:: ARTICLE ::

Adds make target test-extra-backend-vllm that:
- docker-build-vllm
- loads Qwen/Qwen2.5-0.5B-Instruct
- runs health,load,predict,stream,tools with tool_parser:hermes

Drops backend/python/vllm/test_{cpu_inference,tool_calls}.py — those
standalone scripts were scaffolding used while bringing up the Python
backend; the e2e-backends harness now covers the same ground uniformly
alongside llama-cpp and ik-llama-cpp.

* ci(test-extra): run vllm e2e tests on CPU

Adds tests-vllm-grpc to the test-extra workflow, mirroring the
llama-cpp and ik-llama-cpp gRPC jobs. Triggers when files under
backend/python/vllm/ change (or on run-all), builds the local-ai
vllm container image, and runs the tests/e2e-backends harness with
BACKEND_TEST_MODEL_NAME=Qwen/Qwen2.5-0.5B-Instruct, tool_parser:hermes,
and the tools capability enabled.

Uses ubuntu-latest (no GPU) — vllm runs on CPU via the cpu-vllm
wheel we pinned in requirements-cpu-after.txt. Frees disk space
before the build since the docker image + torch + vllm wheel is
sizeable.

* fix(vllm): build from source on CI to avoid SIGILL on prebuilt wheel

The prebuilt vllm 0.14.1+cpu wheel from GitHub releases is compiled with
SIMD instructions (AVX-512 VNNI/BF16 or AMX-BF16) that not every CPU
supports. GitHub Actions ubuntu-latest runners SIGILL when vllm spawns
the model_executor.models.registry subprocess for introspection, so
LoadModel never reaches the actual inference path.

- install.sh: when FROM_SOURCE=true on a CPU build, temporarily hide
  requirements-cpu-after.txt so installRequirements installs the base
  deps + torch CPU without pulling the prebuilt wheel, then clone vllm
  and compile it with VLLM_TARGET_DEVICE=cpu. The resulting binaries
  target the host's actual CPU.

:::
:: DATA SHOWN ::

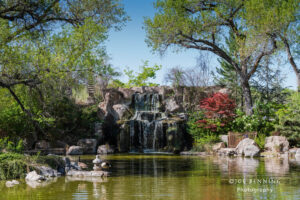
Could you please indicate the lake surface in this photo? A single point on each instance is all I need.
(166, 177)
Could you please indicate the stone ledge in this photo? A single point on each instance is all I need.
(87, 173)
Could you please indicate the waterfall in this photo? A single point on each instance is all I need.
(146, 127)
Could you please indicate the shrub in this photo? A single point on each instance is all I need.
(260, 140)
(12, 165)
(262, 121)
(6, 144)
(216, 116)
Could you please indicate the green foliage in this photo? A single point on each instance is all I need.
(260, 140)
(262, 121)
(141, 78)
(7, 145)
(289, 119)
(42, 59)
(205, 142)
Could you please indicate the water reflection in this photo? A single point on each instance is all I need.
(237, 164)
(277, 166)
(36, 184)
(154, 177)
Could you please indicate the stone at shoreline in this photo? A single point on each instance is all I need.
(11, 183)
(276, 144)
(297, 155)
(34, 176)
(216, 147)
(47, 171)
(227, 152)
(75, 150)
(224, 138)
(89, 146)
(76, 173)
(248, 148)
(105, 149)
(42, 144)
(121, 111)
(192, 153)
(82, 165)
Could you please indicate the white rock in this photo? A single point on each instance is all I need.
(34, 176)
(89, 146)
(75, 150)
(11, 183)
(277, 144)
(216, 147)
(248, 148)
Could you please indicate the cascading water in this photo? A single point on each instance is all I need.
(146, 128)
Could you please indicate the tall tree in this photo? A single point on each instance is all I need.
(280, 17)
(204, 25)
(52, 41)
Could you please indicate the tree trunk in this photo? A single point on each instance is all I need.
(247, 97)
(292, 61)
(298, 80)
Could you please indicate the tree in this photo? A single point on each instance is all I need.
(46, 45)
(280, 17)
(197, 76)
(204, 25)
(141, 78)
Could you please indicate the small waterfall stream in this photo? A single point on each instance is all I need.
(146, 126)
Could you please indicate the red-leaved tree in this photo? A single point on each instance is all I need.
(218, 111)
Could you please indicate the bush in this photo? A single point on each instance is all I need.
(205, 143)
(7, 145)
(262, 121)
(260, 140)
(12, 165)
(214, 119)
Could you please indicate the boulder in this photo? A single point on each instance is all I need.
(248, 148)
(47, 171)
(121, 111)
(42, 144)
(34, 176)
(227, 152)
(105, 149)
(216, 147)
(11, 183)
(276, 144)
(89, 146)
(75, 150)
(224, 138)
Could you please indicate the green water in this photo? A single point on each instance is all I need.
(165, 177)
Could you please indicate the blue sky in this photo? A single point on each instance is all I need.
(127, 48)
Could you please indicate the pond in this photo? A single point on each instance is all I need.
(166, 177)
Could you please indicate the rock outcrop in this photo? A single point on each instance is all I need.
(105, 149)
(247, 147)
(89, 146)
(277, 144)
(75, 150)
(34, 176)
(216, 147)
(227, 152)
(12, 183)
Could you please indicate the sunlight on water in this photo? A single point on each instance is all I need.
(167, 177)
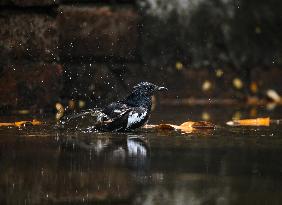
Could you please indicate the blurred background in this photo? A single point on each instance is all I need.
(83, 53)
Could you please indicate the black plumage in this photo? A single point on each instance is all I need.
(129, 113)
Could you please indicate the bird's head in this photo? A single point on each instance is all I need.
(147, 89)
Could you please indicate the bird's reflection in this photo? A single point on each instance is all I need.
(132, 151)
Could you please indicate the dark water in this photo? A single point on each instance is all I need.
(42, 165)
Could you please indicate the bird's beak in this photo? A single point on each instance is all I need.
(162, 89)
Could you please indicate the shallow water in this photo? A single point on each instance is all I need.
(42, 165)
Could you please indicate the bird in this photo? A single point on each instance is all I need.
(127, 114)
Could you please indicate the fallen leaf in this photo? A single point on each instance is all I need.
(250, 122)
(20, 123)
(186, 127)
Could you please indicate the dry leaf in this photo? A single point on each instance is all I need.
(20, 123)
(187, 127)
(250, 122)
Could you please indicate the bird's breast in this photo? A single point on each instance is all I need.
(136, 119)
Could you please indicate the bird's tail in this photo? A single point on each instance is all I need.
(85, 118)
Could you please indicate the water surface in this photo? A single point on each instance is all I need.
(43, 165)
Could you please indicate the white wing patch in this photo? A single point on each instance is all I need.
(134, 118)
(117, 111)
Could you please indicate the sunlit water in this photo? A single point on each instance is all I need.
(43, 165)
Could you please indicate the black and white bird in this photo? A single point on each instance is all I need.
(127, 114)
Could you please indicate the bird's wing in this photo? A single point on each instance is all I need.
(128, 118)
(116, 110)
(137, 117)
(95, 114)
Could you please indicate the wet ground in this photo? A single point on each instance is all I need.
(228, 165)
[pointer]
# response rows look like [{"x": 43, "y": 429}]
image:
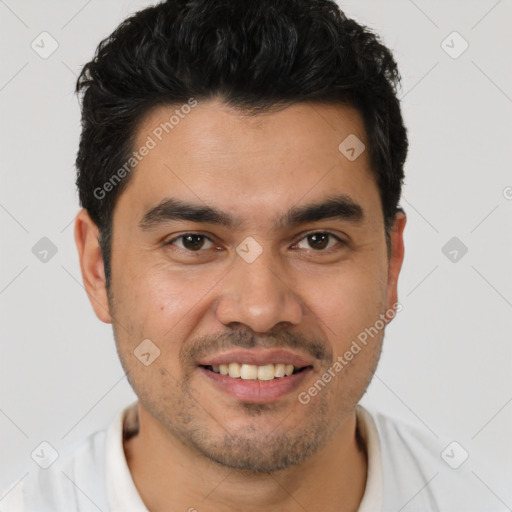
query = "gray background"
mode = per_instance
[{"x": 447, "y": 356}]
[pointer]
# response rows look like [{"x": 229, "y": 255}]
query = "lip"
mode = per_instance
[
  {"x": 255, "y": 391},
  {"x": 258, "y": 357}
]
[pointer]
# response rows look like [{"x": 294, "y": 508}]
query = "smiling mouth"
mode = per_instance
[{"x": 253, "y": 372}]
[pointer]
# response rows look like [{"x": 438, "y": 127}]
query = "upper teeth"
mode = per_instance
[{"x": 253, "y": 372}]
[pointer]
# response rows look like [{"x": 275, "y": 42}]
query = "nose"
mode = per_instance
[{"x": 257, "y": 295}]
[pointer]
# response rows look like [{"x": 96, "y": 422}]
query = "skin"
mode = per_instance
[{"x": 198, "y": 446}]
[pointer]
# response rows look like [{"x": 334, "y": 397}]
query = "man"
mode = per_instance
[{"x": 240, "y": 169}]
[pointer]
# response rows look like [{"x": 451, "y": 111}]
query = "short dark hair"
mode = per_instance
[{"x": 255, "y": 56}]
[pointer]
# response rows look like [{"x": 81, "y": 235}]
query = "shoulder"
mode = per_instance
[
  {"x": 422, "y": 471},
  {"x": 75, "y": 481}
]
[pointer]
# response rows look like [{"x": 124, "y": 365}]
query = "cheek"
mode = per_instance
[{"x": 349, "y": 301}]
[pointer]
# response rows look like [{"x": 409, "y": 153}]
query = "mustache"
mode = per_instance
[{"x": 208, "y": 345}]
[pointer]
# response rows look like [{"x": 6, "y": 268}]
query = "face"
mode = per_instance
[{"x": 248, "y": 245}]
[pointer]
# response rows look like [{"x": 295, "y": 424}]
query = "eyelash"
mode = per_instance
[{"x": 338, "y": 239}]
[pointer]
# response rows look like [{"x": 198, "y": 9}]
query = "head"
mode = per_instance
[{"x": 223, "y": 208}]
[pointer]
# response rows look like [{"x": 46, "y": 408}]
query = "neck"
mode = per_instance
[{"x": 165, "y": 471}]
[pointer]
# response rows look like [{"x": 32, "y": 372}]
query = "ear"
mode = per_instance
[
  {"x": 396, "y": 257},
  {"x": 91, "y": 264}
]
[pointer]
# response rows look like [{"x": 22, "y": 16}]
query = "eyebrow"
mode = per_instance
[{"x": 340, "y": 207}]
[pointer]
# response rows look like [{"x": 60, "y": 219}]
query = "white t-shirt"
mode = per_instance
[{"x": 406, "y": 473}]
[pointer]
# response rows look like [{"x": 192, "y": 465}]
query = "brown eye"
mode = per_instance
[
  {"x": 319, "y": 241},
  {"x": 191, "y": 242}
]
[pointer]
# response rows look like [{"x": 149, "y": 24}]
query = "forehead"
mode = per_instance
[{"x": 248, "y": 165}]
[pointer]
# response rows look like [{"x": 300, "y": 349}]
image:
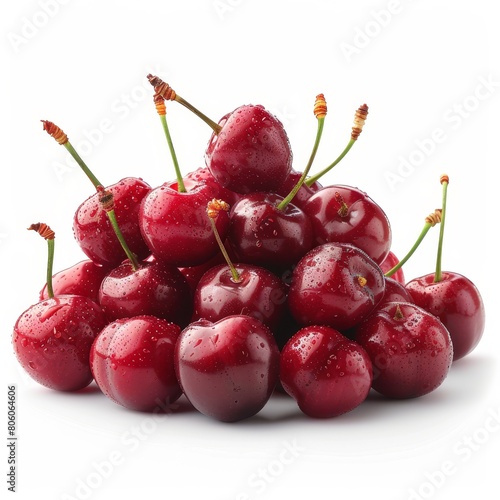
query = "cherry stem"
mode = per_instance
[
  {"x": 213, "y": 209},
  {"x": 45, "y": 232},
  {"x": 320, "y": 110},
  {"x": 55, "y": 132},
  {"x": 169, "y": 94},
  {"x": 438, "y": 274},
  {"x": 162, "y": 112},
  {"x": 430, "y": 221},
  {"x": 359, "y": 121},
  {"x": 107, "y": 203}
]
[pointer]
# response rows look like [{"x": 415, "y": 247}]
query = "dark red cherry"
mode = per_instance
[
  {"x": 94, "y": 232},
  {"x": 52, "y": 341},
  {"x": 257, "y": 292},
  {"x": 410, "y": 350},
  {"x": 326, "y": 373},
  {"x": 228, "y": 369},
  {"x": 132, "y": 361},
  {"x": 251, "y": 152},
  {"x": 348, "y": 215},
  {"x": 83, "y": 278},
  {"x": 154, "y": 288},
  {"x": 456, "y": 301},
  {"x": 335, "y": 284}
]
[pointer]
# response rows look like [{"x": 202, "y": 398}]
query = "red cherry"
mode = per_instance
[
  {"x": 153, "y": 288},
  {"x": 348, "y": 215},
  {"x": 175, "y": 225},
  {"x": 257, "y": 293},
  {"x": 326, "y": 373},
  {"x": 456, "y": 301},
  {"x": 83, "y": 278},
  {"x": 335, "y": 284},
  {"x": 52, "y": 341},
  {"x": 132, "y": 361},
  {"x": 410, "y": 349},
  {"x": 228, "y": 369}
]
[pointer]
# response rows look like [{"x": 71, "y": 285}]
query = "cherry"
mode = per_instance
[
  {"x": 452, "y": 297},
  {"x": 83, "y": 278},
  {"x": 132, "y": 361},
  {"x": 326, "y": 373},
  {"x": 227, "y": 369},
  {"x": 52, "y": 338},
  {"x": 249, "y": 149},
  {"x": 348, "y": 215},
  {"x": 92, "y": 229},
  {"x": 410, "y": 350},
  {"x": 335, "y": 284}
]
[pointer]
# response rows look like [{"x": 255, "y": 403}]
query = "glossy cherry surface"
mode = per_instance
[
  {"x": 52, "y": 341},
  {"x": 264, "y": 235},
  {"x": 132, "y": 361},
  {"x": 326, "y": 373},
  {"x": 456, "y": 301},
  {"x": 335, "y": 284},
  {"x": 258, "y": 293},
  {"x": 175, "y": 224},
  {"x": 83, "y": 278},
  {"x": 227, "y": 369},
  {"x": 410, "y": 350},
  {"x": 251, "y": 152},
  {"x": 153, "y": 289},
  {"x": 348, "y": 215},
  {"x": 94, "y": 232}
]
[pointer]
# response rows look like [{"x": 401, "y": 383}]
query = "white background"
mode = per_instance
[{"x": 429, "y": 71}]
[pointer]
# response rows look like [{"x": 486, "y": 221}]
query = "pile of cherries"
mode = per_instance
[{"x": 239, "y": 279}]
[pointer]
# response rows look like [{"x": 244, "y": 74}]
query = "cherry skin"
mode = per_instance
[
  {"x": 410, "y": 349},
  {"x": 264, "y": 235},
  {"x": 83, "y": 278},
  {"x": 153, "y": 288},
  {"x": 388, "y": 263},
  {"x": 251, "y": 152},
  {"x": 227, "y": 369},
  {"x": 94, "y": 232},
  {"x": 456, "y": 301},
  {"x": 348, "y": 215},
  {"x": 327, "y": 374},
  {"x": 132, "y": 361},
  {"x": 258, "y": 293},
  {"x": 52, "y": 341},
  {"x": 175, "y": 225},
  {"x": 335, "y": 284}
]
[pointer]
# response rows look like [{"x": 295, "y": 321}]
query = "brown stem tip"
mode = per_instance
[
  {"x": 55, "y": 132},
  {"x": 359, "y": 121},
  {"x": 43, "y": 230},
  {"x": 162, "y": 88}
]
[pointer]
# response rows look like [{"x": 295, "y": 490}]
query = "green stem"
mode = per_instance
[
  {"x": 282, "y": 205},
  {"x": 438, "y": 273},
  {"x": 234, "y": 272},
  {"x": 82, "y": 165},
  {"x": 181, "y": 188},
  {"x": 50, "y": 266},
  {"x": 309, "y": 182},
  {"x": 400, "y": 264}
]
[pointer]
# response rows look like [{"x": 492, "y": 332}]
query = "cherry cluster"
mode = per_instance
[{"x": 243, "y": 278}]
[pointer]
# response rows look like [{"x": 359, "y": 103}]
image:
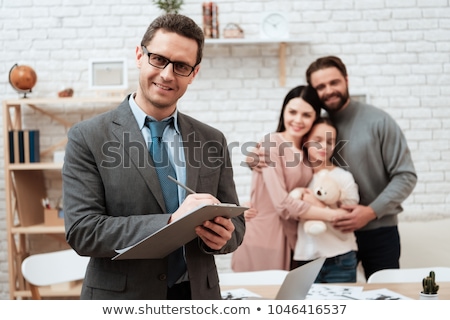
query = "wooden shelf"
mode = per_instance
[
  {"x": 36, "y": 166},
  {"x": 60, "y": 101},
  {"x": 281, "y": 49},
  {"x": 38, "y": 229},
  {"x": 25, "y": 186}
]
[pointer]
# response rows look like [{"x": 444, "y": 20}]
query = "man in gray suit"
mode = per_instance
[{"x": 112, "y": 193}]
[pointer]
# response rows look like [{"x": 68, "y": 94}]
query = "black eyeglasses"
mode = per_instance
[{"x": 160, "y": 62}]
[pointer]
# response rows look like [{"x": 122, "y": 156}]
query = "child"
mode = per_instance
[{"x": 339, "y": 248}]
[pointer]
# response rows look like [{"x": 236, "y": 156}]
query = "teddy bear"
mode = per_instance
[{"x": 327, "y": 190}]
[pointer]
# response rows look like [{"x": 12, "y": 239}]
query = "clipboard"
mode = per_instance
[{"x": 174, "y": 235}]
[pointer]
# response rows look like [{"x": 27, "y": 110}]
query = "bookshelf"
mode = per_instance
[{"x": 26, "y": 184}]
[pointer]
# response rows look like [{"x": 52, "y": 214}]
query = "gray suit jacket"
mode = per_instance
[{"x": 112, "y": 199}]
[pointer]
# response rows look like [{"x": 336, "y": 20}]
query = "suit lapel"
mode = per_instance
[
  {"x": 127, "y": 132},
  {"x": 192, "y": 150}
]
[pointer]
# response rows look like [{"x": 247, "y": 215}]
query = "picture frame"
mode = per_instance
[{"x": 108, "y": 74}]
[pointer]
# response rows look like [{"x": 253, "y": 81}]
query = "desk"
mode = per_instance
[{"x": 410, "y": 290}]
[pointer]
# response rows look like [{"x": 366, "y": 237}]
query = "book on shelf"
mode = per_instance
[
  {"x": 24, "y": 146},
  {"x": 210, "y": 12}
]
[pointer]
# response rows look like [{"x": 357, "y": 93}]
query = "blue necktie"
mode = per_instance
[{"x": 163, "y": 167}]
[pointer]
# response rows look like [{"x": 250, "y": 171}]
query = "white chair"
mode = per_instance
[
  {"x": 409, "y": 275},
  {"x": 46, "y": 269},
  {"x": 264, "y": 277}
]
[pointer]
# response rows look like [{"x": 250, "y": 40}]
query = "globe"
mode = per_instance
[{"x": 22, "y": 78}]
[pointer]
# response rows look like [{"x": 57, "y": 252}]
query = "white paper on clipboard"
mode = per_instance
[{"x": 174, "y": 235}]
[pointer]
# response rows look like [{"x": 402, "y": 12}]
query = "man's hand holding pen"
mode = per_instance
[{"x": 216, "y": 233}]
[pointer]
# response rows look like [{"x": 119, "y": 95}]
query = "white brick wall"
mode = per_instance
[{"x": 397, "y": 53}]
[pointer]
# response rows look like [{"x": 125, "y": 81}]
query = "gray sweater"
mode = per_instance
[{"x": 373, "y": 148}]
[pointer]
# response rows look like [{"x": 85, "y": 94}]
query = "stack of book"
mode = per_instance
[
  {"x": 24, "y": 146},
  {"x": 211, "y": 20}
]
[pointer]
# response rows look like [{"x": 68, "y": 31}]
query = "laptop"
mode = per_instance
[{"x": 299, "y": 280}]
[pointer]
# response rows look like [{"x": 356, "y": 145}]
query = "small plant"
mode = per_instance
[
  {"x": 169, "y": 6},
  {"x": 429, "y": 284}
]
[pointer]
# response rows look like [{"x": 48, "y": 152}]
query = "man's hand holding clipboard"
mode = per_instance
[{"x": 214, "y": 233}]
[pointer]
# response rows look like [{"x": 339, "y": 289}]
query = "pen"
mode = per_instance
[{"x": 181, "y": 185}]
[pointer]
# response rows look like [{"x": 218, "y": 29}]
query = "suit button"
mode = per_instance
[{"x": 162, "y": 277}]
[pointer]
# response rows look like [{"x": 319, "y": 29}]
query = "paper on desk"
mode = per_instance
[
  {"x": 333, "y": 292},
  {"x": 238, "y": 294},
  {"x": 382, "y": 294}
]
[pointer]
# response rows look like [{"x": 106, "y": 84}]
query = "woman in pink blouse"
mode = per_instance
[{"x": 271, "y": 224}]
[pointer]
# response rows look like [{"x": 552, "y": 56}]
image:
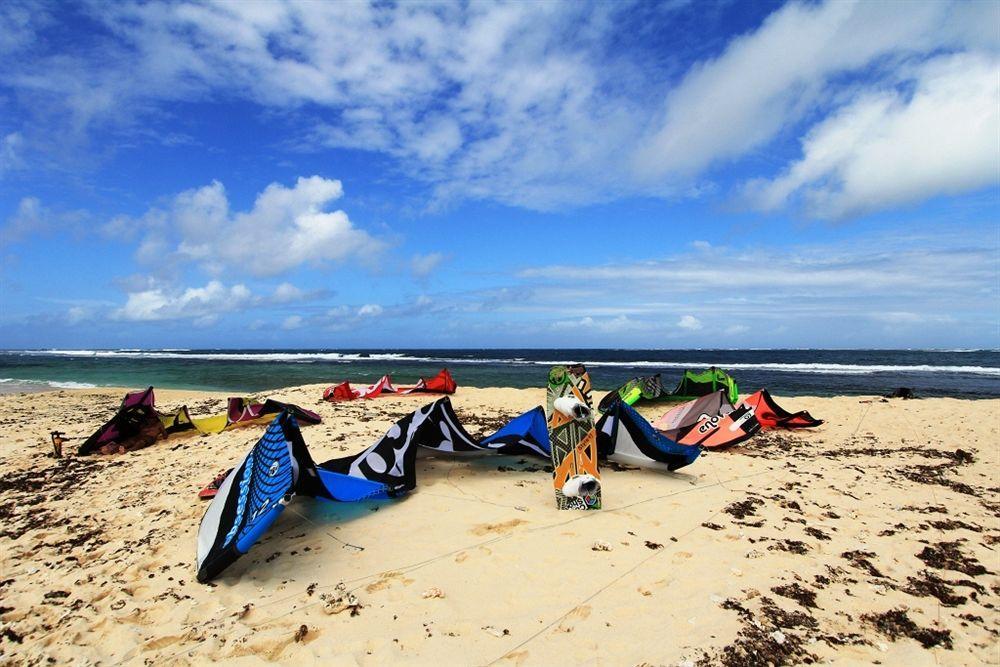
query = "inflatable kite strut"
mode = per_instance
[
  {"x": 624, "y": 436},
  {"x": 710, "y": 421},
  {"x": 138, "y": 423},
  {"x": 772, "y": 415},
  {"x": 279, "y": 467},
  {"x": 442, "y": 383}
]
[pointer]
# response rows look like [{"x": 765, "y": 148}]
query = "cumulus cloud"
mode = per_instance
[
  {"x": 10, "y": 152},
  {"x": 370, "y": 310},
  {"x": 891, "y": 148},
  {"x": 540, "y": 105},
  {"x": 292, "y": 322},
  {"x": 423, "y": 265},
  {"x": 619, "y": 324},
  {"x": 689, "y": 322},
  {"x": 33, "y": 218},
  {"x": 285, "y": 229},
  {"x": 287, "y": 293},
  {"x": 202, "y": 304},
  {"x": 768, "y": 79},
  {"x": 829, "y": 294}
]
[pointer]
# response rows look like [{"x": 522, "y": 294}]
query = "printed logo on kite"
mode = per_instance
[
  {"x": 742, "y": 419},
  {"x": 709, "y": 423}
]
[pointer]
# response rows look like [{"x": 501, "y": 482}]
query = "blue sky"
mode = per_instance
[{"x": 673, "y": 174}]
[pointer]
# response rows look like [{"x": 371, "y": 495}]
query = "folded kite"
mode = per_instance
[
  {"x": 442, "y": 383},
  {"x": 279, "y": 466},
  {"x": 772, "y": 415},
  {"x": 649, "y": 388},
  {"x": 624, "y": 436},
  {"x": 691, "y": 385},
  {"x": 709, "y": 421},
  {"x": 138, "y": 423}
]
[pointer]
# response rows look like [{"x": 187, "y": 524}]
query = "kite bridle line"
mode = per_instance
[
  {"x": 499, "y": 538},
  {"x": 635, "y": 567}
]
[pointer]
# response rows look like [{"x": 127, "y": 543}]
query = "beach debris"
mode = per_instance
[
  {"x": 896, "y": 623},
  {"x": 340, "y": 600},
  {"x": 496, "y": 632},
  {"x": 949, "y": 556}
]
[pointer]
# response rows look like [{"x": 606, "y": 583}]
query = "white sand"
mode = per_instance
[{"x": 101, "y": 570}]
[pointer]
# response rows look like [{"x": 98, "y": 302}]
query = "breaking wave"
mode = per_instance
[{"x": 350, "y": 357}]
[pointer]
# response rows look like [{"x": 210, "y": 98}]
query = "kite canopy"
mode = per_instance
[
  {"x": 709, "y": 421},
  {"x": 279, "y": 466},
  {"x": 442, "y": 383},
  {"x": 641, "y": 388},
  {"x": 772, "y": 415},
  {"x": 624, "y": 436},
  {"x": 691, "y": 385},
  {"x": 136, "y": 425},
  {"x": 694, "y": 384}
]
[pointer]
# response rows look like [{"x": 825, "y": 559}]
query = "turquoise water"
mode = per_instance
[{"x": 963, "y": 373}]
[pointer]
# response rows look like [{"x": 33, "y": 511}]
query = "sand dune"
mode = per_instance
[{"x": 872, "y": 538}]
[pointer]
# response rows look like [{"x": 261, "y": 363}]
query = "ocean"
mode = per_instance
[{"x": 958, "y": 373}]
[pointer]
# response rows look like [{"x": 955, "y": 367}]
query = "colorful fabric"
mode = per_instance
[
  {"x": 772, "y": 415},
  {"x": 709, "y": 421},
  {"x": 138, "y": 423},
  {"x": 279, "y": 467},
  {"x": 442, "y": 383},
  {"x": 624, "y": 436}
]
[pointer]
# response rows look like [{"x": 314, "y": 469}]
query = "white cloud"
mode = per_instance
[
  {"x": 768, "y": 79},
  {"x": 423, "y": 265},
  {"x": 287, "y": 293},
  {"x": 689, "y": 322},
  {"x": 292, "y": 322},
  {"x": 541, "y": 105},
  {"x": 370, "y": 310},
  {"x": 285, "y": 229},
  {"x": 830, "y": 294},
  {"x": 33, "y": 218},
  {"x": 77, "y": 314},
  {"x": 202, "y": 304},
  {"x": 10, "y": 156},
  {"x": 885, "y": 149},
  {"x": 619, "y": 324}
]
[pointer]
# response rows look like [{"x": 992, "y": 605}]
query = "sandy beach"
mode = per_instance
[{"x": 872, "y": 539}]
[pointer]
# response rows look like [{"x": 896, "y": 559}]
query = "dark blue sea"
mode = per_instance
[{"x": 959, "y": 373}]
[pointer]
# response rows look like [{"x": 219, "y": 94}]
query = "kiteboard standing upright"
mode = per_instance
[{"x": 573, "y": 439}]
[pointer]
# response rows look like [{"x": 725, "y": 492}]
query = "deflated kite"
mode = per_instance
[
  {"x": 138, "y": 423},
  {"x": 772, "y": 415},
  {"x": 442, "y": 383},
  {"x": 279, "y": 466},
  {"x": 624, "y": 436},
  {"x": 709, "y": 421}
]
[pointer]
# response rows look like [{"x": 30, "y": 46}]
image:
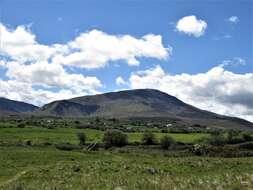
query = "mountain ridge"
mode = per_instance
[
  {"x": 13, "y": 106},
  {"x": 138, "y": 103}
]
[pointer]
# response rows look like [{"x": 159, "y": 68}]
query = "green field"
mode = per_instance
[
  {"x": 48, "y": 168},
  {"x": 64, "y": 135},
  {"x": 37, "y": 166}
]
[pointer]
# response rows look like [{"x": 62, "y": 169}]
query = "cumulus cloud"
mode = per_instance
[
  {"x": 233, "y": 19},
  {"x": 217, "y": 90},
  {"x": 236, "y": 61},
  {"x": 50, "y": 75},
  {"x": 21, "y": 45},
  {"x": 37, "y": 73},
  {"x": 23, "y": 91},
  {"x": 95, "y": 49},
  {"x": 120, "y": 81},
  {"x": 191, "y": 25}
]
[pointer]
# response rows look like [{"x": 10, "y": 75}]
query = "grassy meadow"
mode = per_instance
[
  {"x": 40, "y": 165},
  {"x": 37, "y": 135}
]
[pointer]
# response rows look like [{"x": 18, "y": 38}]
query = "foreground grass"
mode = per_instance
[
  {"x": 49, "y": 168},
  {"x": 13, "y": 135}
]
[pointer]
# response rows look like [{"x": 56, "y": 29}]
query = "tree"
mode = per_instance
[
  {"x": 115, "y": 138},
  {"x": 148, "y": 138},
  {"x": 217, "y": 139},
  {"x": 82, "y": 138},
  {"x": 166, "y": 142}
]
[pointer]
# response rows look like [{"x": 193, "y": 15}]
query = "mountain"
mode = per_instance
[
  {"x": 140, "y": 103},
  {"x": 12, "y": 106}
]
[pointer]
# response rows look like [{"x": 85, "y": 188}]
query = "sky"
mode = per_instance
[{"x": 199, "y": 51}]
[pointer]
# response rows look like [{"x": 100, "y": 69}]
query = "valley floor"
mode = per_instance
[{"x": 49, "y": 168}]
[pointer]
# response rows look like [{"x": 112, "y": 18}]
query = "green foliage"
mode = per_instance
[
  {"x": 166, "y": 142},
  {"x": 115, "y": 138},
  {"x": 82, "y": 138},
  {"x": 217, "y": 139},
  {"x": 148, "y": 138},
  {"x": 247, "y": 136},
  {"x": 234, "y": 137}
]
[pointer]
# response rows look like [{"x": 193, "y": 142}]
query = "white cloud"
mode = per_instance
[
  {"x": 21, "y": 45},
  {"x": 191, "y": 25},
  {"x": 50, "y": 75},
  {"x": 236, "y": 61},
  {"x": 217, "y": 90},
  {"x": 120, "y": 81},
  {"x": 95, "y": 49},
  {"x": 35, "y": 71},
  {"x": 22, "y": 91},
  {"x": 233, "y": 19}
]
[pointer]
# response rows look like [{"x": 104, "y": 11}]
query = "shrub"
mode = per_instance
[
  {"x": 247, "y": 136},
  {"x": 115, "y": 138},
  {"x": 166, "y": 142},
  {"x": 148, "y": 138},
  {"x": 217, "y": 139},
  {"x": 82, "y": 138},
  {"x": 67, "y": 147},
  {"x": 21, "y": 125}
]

:::

* **WHAT IS ASKED**
Set down the entire commit message on the vllm backend tests again, word for word. Rely on the commit message alone.

* **ANSWER TO THIS EXERCISE**
Adds make target test-extra-backend-vllm that:
- docker-build-vllm
- loads Qwen/Qwen2.5-0.5B-Instruct
- runs health,load,predict,stream,tools with tool_parser:hermes

Drops backend/python/vllm/test_{cpu_inference,tool_calls}.py — those
standalone scripts were scaffolding used while bringing up the Python
backend; the e2e-backends harness now covers the same ground uniformly
alongside llama-cpp and ik-llama-cpp.

* ci(test-extra): run vllm e2e tests on CPU

Adds tests-vllm-grpc to the test-extra workflow, mirroring the
llama-cpp and ik-llama-cpp gRPC jobs. Triggers when files under
backend/python/vllm/ change (or on run-all), builds the local-ai
vllm container image, and runs the tests/e2e-backends harness with
BACKEND_TEST_MODEL_NAME=Qwen/Qwen2.5-0.5B-Instruct, tool_parser:hermes,
and the tools capability enabled.

Uses ubuntu-latest (no GPU) — vllm runs on CPU via the cpu-vllm
wheel we pinned in requirements-cpu-after.txt. Frees disk space
before the build since the docker image + torch + vllm wheel is
sizeable.

* fix(vllm): build from source on CI to avoid SIGILL on prebuilt wheel

The prebuilt vllm 0.14.1+cpu wheel from GitHub releases is compiled with
SIMD instructions (AVX-512 VNNI/BF16 or AMX-BF16) that not every CPU
supports. GitHub Actions ubuntu-latest runners SIGILL when vllm spawns
the model_executor.models.registry subprocess for introspection, so
LoadModel never reaches the actual inference path.

- install.sh: when FROM_SOURCE=true on a CPU build, temporarily hide
  requirements-cpu-after.txt so installRequirements installs the base
  deps + torch CPU without pulling the prebuilt wheel, then clone vllm
  and compile it with VLLM_TARGET_DEVICE=cpu. The resulting binaries
  target the host's actual CPU.